**INSTRUCTIONS FOR THE TASK**
Output the data that follows, keeping every line identical.

**ENTRIES PROVIDED**

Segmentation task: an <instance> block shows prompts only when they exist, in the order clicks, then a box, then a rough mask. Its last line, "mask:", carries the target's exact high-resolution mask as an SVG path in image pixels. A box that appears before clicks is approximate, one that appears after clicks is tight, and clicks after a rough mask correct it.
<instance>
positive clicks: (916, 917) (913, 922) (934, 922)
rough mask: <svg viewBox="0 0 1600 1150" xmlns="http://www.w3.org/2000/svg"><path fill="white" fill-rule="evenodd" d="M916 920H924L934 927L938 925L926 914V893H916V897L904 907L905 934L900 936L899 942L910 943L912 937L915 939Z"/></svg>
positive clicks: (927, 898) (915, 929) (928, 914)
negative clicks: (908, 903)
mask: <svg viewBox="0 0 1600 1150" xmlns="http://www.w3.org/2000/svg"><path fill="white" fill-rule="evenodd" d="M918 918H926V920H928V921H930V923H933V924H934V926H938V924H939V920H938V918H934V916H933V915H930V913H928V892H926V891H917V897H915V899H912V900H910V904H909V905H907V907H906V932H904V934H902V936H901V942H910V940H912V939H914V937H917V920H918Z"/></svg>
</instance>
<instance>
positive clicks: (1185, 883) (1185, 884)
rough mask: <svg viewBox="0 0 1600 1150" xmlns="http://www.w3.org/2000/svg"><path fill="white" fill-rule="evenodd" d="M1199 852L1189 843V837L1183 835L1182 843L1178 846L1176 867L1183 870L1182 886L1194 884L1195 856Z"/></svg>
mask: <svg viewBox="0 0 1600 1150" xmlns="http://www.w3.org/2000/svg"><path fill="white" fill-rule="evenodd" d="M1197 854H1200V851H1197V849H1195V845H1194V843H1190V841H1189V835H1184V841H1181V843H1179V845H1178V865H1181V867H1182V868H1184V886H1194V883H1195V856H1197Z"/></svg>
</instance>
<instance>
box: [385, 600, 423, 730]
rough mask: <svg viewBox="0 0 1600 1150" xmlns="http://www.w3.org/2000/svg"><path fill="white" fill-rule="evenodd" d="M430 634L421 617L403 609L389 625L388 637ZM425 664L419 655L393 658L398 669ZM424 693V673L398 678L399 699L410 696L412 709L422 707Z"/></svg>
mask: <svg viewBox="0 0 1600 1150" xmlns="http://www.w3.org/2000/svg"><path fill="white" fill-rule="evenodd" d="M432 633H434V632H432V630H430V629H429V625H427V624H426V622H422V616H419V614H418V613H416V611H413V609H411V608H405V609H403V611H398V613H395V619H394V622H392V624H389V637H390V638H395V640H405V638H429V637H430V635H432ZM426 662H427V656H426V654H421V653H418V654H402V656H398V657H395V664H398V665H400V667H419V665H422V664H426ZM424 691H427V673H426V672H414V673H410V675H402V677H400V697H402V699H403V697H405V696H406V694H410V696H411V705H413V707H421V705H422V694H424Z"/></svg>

**FINISHED TASK**
Segmentation task: an <instance> block shows prompts only when they exist, in the order clicks, then a box, then a rough mask. Its last line, "mask:", carries the target's exact high-resolution mask as an SVG path in image pixels. A box that appears before clicks is approximate, one that appears after clicks is tight, and clicks after a rough mask correct it.
<instance>
positive clicks: (916, 917) (913, 922) (934, 922)
rough mask: <svg viewBox="0 0 1600 1150" xmlns="http://www.w3.org/2000/svg"><path fill="white" fill-rule="evenodd" d="M916 920H924L934 927L938 925L926 914V893H916V897L904 907L905 934L900 936L899 942L910 943L912 937L915 939Z"/></svg>
positive clicks: (927, 898) (915, 929) (928, 914)
negative clicks: (908, 903)
mask: <svg viewBox="0 0 1600 1150" xmlns="http://www.w3.org/2000/svg"><path fill="white" fill-rule="evenodd" d="M918 918H926V920H928V921H930V923H933V924H934V926H938V924H939V920H938V918H934V916H933V915H930V913H928V892H926V891H917V897H915V899H912V900H910V904H909V905H907V907H906V932H904V934H902V936H901V942H910V940H912V939H914V937H917V920H918Z"/></svg>
</instance>
<instance>
positive clicks: (1185, 883) (1185, 884)
rough mask: <svg viewBox="0 0 1600 1150" xmlns="http://www.w3.org/2000/svg"><path fill="white" fill-rule="evenodd" d="M1199 852L1189 843V837L1183 835L1182 843L1178 846L1176 867L1183 870L1182 886L1194 884L1195 856Z"/></svg>
mask: <svg viewBox="0 0 1600 1150" xmlns="http://www.w3.org/2000/svg"><path fill="white" fill-rule="evenodd" d="M1197 854H1200V851H1197V849H1195V845H1194V843H1190V841H1189V835H1184V841H1181V843H1179V845H1178V865H1181V867H1182V868H1184V886H1194V883H1195V856H1197Z"/></svg>
</instance>
<instance>
box: [385, 600, 423, 730]
rough mask: <svg viewBox="0 0 1600 1150" xmlns="http://www.w3.org/2000/svg"><path fill="white" fill-rule="evenodd" d="M430 634L421 617L403 609L389 625L388 637ZM425 664L419 655L393 658L398 669ZM424 693V673L398 678L399 699L410 696L412 709L422 707Z"/></svg>
mask: <svg viewBox="0 0 1600 1150" xmlns="http://www.w3.org/2000/svg"><path fill="white" fill-rule="evenodd" d="M432 633H434V632H432V630H430V629H429V625H427V624H426V622H422V616H419V614H418V613H416V611H413V609H411V608H405V609H403V611H398V613H395V619H394V622H392V624H389V637H390V638H395V640H405V638H429V637H430V635H432ZM426 662H427V656H426V654H421V653H418V654H402V656H398V657H395V664H398V665H400V667H419V665H422V664H426ZM424 691H427V673H426V672H414V673H410V675H402V677H400V697H402V699H403V697H405V696H406V694H410V696H411V705H413V707H421V705H422V694H424Z"/></svg>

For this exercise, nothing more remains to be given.